_Data supplied_

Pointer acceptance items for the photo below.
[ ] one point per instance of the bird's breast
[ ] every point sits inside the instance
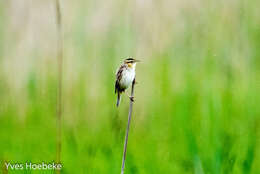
(127, 78)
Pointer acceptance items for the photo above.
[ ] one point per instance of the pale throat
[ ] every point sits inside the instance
(131, 65)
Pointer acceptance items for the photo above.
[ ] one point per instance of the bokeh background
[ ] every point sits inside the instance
(197, 98)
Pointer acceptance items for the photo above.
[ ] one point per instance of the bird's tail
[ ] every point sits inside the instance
(118, 99)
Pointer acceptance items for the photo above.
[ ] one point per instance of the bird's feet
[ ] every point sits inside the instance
(131, 98)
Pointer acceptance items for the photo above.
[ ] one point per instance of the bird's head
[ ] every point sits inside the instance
(131, 62)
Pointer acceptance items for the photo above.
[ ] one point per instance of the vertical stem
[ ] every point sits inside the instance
(128, 126)
(59, 88)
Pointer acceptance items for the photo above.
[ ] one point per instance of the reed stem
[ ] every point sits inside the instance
(128, 127)
(59, 88)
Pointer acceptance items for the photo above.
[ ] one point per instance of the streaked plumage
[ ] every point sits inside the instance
(124, 77)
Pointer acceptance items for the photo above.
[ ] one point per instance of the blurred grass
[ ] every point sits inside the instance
(196, 108)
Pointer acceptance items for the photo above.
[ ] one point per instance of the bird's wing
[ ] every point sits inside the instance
(119, 77)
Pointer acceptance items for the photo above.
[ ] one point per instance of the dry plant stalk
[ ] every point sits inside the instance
(128, 126)
(59, 88)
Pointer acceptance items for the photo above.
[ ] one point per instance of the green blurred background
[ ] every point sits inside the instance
(197, 98)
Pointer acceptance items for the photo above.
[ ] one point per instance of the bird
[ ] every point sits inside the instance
(125, 76)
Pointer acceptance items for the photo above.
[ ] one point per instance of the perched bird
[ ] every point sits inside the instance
(124, 77)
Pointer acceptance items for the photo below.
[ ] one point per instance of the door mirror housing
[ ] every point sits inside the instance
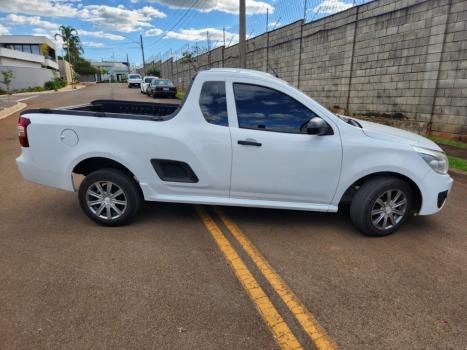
(317, 126)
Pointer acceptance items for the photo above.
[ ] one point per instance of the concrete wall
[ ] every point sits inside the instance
(401, 62)
(24, 77)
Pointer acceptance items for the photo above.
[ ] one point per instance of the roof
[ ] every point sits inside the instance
(26, 39)
(235, 71)
(239, 72)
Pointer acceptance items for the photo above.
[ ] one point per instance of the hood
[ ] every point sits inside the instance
(389, 133)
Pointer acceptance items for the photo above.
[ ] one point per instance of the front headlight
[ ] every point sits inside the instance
(435, 159)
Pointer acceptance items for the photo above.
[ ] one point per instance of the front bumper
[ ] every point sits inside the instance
(435, 190)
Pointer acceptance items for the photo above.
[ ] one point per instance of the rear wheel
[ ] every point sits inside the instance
(381, 206)
(110, 197)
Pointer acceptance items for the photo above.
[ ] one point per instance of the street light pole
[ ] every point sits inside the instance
(242, 39)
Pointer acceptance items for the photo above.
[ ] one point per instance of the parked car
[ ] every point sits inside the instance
(145, 83)
(162, 88)
(241, 138)
(134, 80)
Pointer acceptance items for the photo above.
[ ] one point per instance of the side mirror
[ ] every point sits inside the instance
(317, 126)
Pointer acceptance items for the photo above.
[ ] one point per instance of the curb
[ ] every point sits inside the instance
(13, 109)
(64, 89)
(458, 175)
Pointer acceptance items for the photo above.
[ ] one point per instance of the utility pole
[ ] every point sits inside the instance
(304, 11)
(142, 52)
(267, 19)
(267, 40)
(242, 41)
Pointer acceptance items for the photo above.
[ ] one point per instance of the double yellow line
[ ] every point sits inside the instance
(279, 328)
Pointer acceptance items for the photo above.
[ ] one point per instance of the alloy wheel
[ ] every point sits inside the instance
(106, 200)
(389, 209)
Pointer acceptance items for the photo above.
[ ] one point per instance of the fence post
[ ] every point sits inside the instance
(347, 105)
(429, 125)
(300, 53)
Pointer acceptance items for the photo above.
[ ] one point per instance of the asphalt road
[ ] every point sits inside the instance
(180, 277)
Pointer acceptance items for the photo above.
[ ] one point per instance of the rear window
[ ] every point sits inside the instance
(212, 102)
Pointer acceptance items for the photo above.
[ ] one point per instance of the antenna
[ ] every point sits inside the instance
(274, 71)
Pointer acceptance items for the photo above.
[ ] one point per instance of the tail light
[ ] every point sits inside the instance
(23, 131)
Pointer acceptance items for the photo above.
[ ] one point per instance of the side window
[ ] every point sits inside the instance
(262, 108)
(213, 103)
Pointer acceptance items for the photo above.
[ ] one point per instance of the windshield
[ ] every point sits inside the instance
(162, 82)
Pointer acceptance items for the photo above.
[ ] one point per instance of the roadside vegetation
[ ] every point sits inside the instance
(445, 141)
(457, 163)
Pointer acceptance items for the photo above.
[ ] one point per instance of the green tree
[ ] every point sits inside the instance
(71, 42)
(84, 67)
(7, 79)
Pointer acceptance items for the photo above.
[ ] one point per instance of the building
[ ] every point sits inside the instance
(114, 70)
(66, 71)
(32, 59)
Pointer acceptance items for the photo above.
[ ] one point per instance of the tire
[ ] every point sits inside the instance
(371, 203)
(131, 195)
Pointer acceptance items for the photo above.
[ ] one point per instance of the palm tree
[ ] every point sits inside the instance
(70, 38)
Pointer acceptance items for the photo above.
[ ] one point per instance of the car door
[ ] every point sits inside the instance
(272, 158)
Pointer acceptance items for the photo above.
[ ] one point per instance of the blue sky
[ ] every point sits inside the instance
(111, 28)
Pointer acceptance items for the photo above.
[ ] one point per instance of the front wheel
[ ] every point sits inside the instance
(110, 197)
(381, 206)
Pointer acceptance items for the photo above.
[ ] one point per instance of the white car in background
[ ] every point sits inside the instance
(146, 82)
(134, 80)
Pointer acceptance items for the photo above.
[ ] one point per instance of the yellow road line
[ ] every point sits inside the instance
(281, 332)
(317, 334)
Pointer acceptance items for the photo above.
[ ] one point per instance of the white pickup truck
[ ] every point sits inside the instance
(241, 138)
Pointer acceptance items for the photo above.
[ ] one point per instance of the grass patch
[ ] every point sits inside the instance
(457, 163)
(445, 141)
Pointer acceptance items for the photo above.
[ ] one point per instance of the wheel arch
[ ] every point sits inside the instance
(92, 162)
(353, 188)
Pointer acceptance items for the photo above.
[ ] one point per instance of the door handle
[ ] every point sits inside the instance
(249, 143)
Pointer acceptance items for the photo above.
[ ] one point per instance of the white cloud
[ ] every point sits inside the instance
(153, 32)
(100, 34)
(92, 44)
(201, 35)
(120, 18)
(117, 18)
(229, 6)
(39, 7)
(32, 21)
(331, 6)
(274, 24)
(4, 30)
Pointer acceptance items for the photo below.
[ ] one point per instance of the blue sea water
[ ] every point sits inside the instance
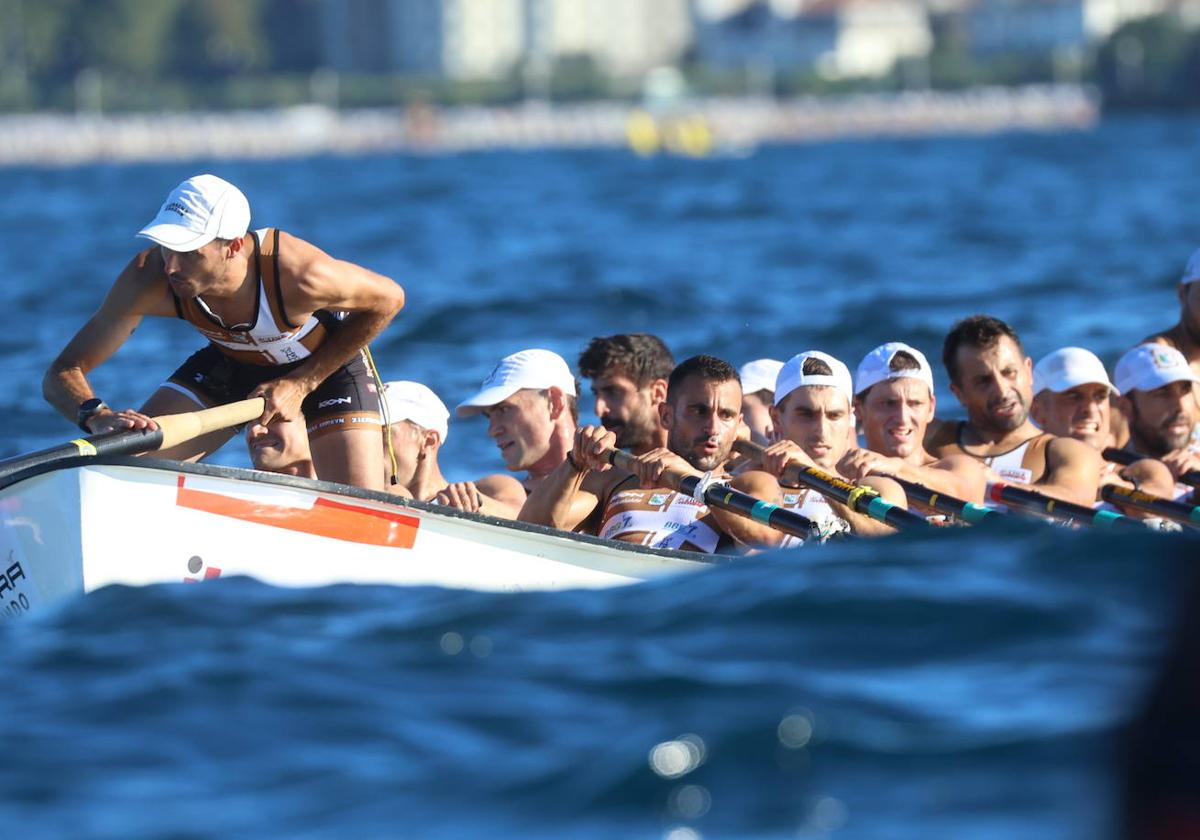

_Given task_
From the records above, keep only the lines that contain the word "mirror" and copy each of them. Matching is case-sensitive.

_Exercise answer_
[ ] one point per instance of the door mirror housing
[ ] one point per instance of the side mirror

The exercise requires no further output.